--- start of Records for the task ---

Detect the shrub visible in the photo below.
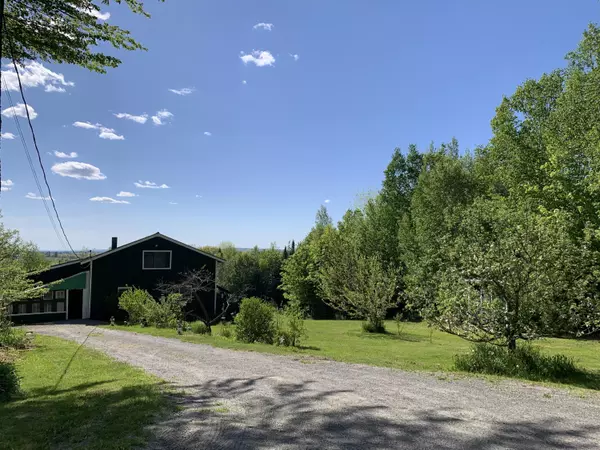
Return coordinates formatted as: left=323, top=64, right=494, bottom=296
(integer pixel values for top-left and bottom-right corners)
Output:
left=363, top=321, right=385, bottom=333
left=191, top=321, right=211, bottom=334
left=275, top=302, right=307, bottom=347
left=219, top=322, right=233, bottom=339
left=235, top=297, right=276, bottom=344
left=0, top=361, right=19, bottom=402
left=454, top=344, right=581, bottom=382
left=119, top=288, right=154, bottom=324
left=0, top=327, right=30, bottom=349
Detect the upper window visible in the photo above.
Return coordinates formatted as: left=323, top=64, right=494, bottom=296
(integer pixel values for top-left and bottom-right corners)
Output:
left=142, top=250, right=171, bottom=270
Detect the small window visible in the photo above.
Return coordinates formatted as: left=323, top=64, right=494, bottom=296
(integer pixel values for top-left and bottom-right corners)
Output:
left=142, top=250, right=171, bottom=270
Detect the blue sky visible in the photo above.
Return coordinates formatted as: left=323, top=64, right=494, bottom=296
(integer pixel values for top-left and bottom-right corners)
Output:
left=0, top=0, right=599, bottom=249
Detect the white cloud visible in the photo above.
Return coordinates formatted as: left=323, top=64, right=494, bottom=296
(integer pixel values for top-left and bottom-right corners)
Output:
left=73, top=122, right=101, bottom=130
left=25, top=192, right=50, bottom=200
left=2, top=103, right=37, bottom=120
left=52, top=161, right=106, bottom=180
left=252, top=22, right=274, bottom=31
left=2, top=61, right=75, bottom=92
left=44, top=84, right=67, bottom=93
left=240, top=50, right=275, bottom=67
left=114, top=113, right=148, bottom=125
left=98, top=127, right=125, bottom=141
left=169, top=88, right=196, bottom=95
left=152, top=109, right=173, bottom=125
left=87, top=8, right=110, bottom=20
left=0, top=180, right=15, bottom=192
left=90, top=197, right=130, bottom=205
left=133, top=180, right=169, bottom=189
left=54, top=150, right=79, bottom=159
left=73, top=122, right=125, bottom=141
left=117, top=191, right=138, bottom=197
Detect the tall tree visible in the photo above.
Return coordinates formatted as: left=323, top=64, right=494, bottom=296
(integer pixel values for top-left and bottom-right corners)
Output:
left=2, top=0, right=163, bottom=72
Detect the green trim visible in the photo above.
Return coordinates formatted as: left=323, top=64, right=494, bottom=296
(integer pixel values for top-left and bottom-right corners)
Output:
left=48, top=272, right=87, bottom=291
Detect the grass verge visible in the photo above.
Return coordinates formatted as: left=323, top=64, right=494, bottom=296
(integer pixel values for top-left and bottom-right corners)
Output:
left=0, top=336, right=173, bottom=450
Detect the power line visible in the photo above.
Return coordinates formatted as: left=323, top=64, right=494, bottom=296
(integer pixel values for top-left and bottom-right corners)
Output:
left=3, top=22, right=80, bottom=259
left=4, top=80, right=68, bottom=250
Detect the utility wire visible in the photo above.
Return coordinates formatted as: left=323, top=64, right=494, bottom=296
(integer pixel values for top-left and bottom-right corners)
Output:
left=3, top=22, right=81, bottom=259
left=4, top=80, right=68, bottom=251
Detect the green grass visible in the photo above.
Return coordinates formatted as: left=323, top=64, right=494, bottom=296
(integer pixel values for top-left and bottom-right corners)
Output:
left=0, top=336, right=173, bottom=449
left=107, top=320, right=600, bottom=389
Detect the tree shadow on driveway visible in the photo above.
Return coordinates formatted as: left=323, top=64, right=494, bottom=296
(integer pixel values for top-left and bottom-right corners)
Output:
left=150, top=377, right=600, bottom=450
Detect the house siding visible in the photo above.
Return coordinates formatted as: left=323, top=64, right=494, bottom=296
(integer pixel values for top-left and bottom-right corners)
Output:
left=90, top=236, right=217, bottom=321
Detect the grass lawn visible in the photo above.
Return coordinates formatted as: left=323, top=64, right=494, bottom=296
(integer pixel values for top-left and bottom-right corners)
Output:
left=0, top=336, right=172, bottom=449
left=107, top=320, right=600, bottom=389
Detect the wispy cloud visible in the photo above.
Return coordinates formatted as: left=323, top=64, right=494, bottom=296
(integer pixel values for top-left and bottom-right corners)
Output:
left=152, top=109, right=173, bottom=125
left=25, top=192, right=50, bottom=200
left=0, top=180, right=15, bottom=192
left=73, top=122, right=125, bottom=141
left=90, top=197, right=130, bottom=205
left=240, top=50, right=275, bottom=67
left=52, top=161, right=106, bottom=180
left=2, top=61, right=75, bottom=92
left=117, top=191, right=138, bottom=197
left=133, top=180, right=169, bottom=189
left=114, top=113, right=148, bottom=125
left=2, top=103, right=37, bottom=120
left=54, top=150, right=79, bottom=159
left=252, top=22, right=274, bottom=31
left=169, top=88, right=196, bottom=95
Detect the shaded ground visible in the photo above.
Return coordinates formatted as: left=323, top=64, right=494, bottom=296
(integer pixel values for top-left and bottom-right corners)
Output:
left=31, top=325, right=600, bottom=449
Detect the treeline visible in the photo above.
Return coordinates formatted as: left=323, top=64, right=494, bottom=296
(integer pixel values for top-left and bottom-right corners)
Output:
left=281, top=26, right=600, bottom=348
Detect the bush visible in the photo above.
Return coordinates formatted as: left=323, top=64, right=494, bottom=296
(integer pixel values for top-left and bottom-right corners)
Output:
left=235, top=297, right=276, bottom=344
left=363, top=321, right=385, bottom=333
left=454, top=344, right=581, bottom=382
left=0, top=327, right=30, bottom=349
left=191, top=321, right=211, bottom=334
left=219, top=322, right=233, bottom=339
left=0, top=361, right=19, bottom=402
left=275, top=302, right=307, bottom=347
left=119, top=288, right=150, bottom=324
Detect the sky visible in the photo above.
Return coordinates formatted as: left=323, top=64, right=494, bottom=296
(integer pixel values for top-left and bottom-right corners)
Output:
left=0, top=0, right=600, bottom=250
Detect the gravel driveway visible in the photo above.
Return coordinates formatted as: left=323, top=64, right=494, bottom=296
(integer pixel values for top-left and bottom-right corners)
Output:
left=31, top=325, right=600, bottom=449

--- end of Records for the task ---

Task prompt: Write out the lines between the line holding "Detect the tall" and the line holding "left=2, top=0, right=163, bottom=72", inclusive, swapping "tall tree" for "large tree". Leave everything else in those lines unchanged.

Written response:
Detect the large tree visible in the photo above.
Return coordinates formatted as: left=323, top=64, right=494, bottom=296
(integer pixel values for top-left and bottom-right corners)
Output:
left=2, top=0, right=163, bottom=72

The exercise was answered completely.